>> START THE INPUT

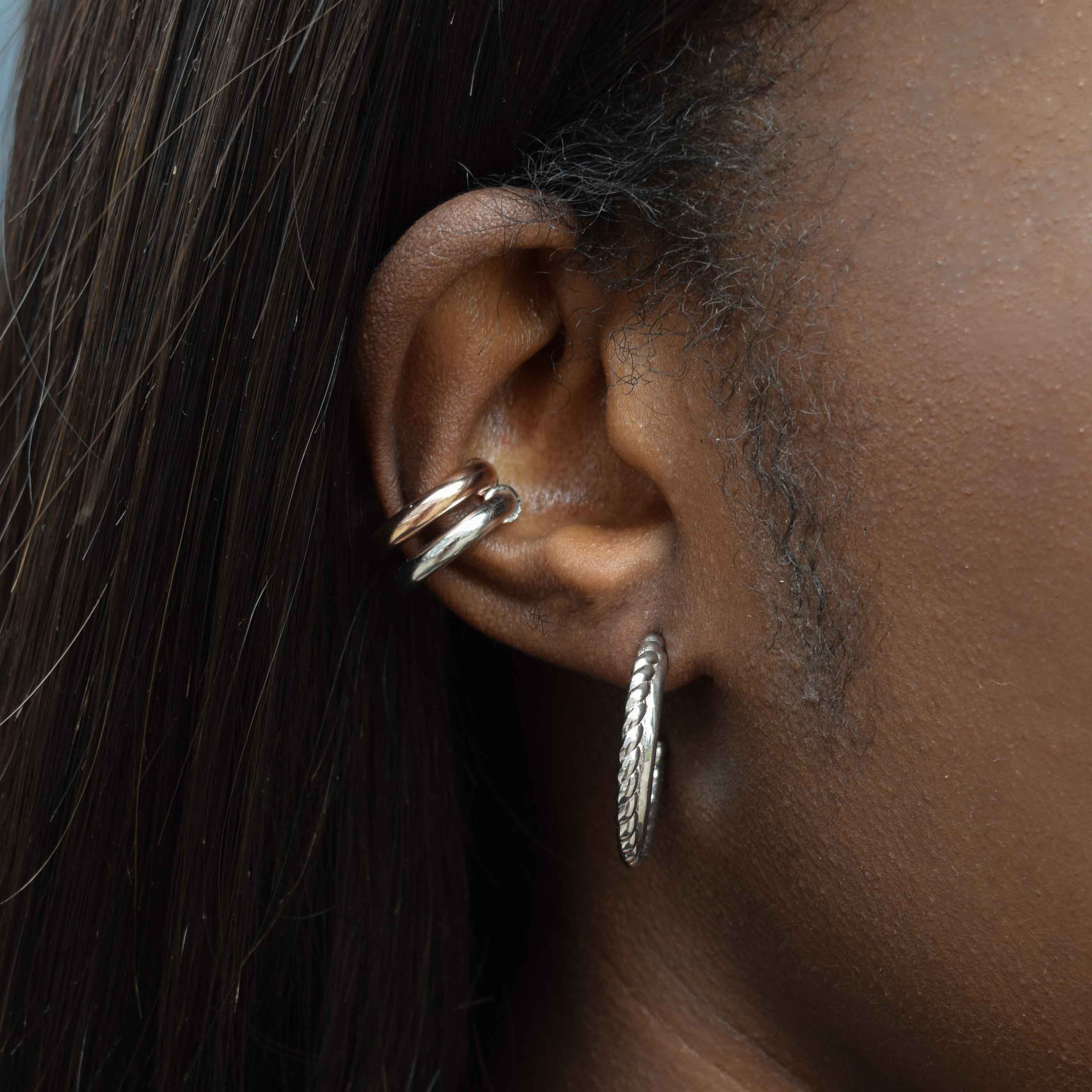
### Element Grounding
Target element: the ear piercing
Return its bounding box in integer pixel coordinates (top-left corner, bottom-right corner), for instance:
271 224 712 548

>> END THE INPUT
>> START THE INPUT

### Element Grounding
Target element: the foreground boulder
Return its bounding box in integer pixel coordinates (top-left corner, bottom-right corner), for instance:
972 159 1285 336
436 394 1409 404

>> END THE INPUT
>> START THE INPUT

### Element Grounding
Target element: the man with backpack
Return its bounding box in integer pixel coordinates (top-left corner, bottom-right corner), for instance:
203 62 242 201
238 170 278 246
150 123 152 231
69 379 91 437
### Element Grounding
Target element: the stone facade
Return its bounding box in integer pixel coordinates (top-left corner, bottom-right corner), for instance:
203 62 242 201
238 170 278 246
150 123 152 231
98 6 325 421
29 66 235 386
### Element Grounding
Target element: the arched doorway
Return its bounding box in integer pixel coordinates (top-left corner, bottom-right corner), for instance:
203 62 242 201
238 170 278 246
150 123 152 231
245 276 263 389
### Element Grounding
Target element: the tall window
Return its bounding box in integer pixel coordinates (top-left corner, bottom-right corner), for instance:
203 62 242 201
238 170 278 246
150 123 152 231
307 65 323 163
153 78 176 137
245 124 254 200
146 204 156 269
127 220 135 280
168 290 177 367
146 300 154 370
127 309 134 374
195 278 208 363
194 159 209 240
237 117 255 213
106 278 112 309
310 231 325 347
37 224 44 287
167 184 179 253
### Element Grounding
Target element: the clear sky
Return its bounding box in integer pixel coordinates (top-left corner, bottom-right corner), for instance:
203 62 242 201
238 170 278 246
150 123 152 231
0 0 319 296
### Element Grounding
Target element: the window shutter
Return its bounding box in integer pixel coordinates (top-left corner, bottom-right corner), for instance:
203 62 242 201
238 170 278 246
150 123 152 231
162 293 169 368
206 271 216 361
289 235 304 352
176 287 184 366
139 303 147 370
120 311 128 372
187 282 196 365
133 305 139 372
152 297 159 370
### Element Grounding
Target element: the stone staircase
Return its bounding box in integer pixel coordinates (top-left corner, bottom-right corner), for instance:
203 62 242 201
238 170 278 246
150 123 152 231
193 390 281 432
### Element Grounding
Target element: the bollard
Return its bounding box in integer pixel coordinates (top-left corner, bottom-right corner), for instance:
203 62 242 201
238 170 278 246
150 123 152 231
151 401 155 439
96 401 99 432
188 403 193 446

>> END THE INPUT

**PROBLEM**
Tally the lines in the records above that contain the string "window", treating uppercase and lowercase as different, and give only the number.

**EXERCISE SOLUTION**
2